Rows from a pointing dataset

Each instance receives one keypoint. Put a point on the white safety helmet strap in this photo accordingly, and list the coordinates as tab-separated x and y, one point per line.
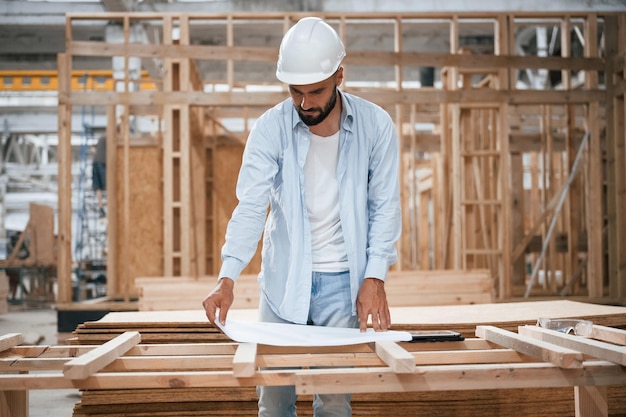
310	52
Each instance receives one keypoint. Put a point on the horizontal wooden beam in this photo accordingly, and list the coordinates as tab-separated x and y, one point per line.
485	63
9	340
554	354
595	348
458	377
91	362
398	359
244	361
386	97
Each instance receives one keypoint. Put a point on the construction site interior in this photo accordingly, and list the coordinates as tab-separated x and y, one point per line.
513	192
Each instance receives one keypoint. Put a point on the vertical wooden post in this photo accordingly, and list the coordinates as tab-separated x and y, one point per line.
124	278
571	144
404	243
113	287
614	33
458	232
64	157
504	46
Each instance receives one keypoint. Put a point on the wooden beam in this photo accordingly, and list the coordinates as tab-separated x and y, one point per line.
597	349
483	63
10	340
64	157
91	362
556	355
383	98
609	334
398	359
455	377
590	402
244	361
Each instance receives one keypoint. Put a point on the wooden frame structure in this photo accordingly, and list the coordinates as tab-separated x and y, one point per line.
497	360
484	132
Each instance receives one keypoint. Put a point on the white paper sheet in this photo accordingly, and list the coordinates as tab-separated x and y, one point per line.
279	334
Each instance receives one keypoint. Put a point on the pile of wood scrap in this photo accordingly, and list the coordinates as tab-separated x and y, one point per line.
529	371
404	288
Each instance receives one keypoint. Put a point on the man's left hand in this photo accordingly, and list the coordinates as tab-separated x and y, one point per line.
372	301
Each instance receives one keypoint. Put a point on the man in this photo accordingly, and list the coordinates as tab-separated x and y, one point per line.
326	163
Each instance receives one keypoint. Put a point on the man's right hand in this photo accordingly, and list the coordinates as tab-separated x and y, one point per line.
220	298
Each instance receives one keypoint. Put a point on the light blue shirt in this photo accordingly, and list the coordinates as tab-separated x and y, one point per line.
272	173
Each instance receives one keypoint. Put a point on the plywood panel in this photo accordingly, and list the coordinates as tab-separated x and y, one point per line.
145	249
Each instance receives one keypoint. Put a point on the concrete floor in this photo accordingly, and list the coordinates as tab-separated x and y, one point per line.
39	326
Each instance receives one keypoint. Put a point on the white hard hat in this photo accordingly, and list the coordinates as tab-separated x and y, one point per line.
310	52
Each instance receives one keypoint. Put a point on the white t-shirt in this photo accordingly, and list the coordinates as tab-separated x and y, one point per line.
322	201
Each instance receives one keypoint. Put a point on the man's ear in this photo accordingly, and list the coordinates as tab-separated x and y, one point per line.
339	76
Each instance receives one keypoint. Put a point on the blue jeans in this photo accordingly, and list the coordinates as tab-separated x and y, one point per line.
330	306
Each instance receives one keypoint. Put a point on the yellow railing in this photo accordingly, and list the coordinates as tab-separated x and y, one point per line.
47	80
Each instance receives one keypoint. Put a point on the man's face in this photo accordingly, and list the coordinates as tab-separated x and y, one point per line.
314	102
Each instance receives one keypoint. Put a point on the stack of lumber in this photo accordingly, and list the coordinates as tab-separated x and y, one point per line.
404	288
192	326
200	402
4	292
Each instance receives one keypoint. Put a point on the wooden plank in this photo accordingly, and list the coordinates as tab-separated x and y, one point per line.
554	354
398	359
591	402
593	193
89	363
21	382
457	377
244	361
10	340
64	158
383	98
597	349
609	334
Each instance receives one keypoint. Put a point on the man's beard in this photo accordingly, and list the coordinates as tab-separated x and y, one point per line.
319	114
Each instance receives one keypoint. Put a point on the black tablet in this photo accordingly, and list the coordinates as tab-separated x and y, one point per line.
436	336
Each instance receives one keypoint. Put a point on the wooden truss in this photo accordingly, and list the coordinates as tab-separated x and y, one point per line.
497	359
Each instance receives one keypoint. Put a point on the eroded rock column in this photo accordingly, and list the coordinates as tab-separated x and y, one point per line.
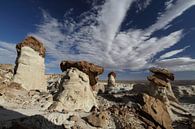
111	79
30	67
75	88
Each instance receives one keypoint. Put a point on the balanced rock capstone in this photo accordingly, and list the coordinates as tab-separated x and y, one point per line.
29	70
75	92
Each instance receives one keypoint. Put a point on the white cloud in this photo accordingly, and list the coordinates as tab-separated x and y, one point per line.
172	12
7	53
178	64
97	37
172	53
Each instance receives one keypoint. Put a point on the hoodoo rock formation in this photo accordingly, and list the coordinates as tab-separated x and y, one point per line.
162	90
75	92
30	68
160	82
90	69
111	79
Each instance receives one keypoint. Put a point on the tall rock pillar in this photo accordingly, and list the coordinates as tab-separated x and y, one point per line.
30	67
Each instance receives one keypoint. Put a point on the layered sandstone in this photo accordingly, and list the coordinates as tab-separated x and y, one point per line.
30	67
75	92
112	79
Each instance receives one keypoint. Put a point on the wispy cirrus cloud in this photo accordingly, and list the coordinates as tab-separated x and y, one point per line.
7	52
172	53
98	39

What this task involves: Repeat each entry exactly as it appears; skip any picture.

Response to this exercise:
Each instance receives one keypoint. Put a point on the white safety helmet strap in this photo accordingly, and list the coordinates as tab-separated x and y, one point per line.
310	52
Each instance receives one keypoint. Put a point on the horizontal wooden beam in this photo accordingly, and list the coordinates as tab-separated x and y, one point per line.
485	63
9	340
554	354
595	348
458	377
91	362
398	359
244	361
386	97
Each instance receives one keypoint. Put a point on the construction site interior in this photo accordingly, and list the coordinates as tab-separated x and y, one point per line.
513	192
Each instance receives one keypoint. Put a point on the vertical wooden post in this photo accordingly, and list the coordinates as tab-separated x and y, one point per line.
124	278
571	144
404	243
113	287
614	33
458	232
64	157
504	46
Each instance receives one keypoint. Put a point on the wooden beam in this photo accordingly, and list the coordinates as tab-separated x and y, one point per line.
597	349
483	63
10	340
64	157
91	362
556	355
383	98
609	334
398	359
455	377
590	402
244	361
Each instance receives one keypoint. Put a point on the wooden frame structure in this photo accordingly, and list the coordinates as tab-separated x and y, one point per line.
497	360
484	132
Each instance receives one keypoint. Put a point on the white paper sheet in this photo accordingly, and list the coordinates as tab-separated x and y, one point per line.
279	334
Each instance receives one keypoint. Put a point on the pile of wood scrap in this photo accordingly, and list the coordinates as tab-separated x and y, one point per line.
529	371
404	288
Each instance receives one keypoint. Put a point on the man's left hand in this photo accordingly, and list the coordinates as tab-separated x and y, one point per line.
372	301
Each instance receives one keypoint. Put a point on the man in this photo accordingly, and list the coordinates as tab-separated x and y, one point per line.
326	163
Each instance receives one keypoint. Put a point on the man's right hand in this photo accordingly, and list the coordinates as tab-separated x and y, one point per line.
220	298
Each instance receives one keypoint. Put a point on the light blue shirt in this photo accordingly, and list the coordinates as tab-separated x and y, one point per line.
272	173
Each instance receives one keypoint. Put a point on the plywood panel in this photo accordingly, and list the coordinates as tab-separated x and y, one point per line.
145	249
Each instance receives one keypoint. Put a point on the concrete floor in this photo accordingly, and list the coordinates as tab-separated x and y, one point per line.
39	326
Each instance receives one keypoint. Put a point on the white hard hat in this photo accordingly, and list the coordinates as tab-separated x and y, one point per line.
310	52
Each instance receives one keypoint. Put a point on the white t-shirt in this photo accordingly, and list the coordinates as tab-separated x and y, one point per line.
322	201
Each instance receives one keypoint. Put a point on the man's ear in this photo accordingly, and list the coordinates as tab-separated x and y, one point per line.
339	76
Each instance receives one keypoint. Put a point on the blue jeans in this photo accordingly, and list the coordinates as tab-separated x and y, one point per line.
330	306
Each instance receives one keypoint. Put a point on the yellow railing in this photo accordingly, and list the coordinates as tab-separated x and y, one point per line.
47	80
Each instance receives one keypoint. Put a point on the man's face in this photo accordingly, and list the coordinates as tab-separated x and y, one point per line.
314	102
Each instance receives one keypoint. Put a point on the stack of lumber in this photo accordingly, and list the coordinates as tab-separated x and y, one point per line.
404	288
192	326
200	402
4	292
Each instance receives one keypoint. Put a point on the wooden plank in this photo accordingly, and list the coordinates as tab-separated x and y, one point per line.
554	354
398	359
591	402
593	193
89	363
21	382
457	377
244	361
10	340
64	158
383	98
597	349
609	334
Each instance receives one keypoint. Put a point on the man's beard in this photo accordingly, and list the coordinates as tab-separated x and y, one point per line.
319	114
Each instance receives one keypoint. Put a point on the black tablet in this photo accordingly, and list the coordinates as tab-separated x and y, one point per line.
436	336
Each instance receives one keypoint. Put a point on the wooden truss in this photo accordingly, and list the coordinates as tab-separated x and y, one point per line.
497	359
Each instance receives one keypoint. Put a point on the eroded rock column in this photo accordingly, and list the coordinates as tab-separated x and y, one point per line.
111	79
30	67
75	88
Each instance receives one keypoint. Put a point on the balanced rock capstone in this photo accordingly, and list the coordinates as tab-separated x and y, one point per line.
29	70
75	92
Each instance receives one keypoint. Put a point on the white cloud in this photo accordingly, and list the coordinates as tab-separated x and y, one point per line.
172	12
7	53
178	64
97	37
172	53
Each instance receives one keypoint. Put a point on the hoodoo rock formation in this photo accordingly, and list the coordinates as tab-separated x and y, one point per line.
162	90
75	92
30	68
160	82
90	69
111	79
Each instance receives one keypoint. Put a point on the tall rock pillar in this photo accordingly, and list the coordinates as tab-separated x and y, one point per line.
30	67
Each instance receives one keypoint. Put a point on the layered sandstone in this photo accordingly, and list the coordinates as tab-separated x and y, one point per line.
30	67
75	92
112	79
Each instance receives one keypoint. Put a point on the wispy cirrus cloud in this photo accordingly, and list the coordinates as tab-separated x and y, one point per line.
7	52
172	53
98	39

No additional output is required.